**EXERCISE DESCRIPTION**
Below are some records. Repeat exactly the lines from the one containing "column 889, row 740" through the final line.

**MATERIAL FOR THE TASK**

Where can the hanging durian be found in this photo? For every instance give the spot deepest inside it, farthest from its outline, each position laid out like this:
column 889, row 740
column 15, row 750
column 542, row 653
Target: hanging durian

**SOLVED PROBLEM**
column 889, row 740
column 15, row 750
column 542, row 653
Target: hanging durian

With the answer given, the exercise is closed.